Given records.
★ ★ ★ ★ ★

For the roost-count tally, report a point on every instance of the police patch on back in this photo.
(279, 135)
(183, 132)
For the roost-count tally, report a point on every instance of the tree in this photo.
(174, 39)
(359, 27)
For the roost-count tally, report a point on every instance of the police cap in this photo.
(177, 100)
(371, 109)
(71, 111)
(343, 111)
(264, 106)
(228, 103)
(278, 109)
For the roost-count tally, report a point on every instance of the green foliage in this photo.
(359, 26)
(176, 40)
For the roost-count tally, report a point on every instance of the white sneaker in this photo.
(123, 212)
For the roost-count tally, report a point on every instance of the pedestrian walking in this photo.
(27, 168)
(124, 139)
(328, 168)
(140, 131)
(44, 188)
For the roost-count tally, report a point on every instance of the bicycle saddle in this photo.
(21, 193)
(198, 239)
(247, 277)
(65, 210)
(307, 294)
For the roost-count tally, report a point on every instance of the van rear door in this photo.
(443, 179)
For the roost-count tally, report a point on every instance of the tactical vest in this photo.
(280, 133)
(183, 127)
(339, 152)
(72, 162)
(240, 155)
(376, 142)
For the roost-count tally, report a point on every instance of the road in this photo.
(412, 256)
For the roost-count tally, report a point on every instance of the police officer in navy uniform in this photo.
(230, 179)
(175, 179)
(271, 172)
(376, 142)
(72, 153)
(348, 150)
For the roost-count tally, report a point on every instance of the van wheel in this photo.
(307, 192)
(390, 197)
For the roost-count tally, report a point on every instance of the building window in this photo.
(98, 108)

★ ★ ★ ★ ★

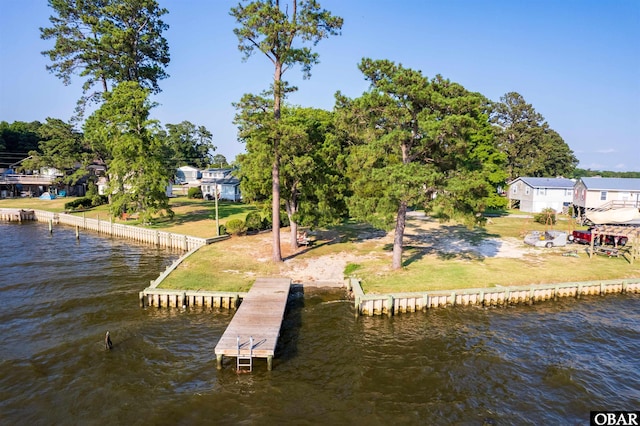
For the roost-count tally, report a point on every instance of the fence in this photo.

★ ★ ★ ★ ★

What is required. Pick out every line above that contains the word "police", and copy each of those lines in full.

Response for this exercise.
For the roost-count tally, report a point on every instance of the police patch on back in this photo.
For the roost-count tally, report a point on every instance of the police cap in this photo.
For the roost-count tally, report a point on every instance of the police officer in navy uniform in this photo.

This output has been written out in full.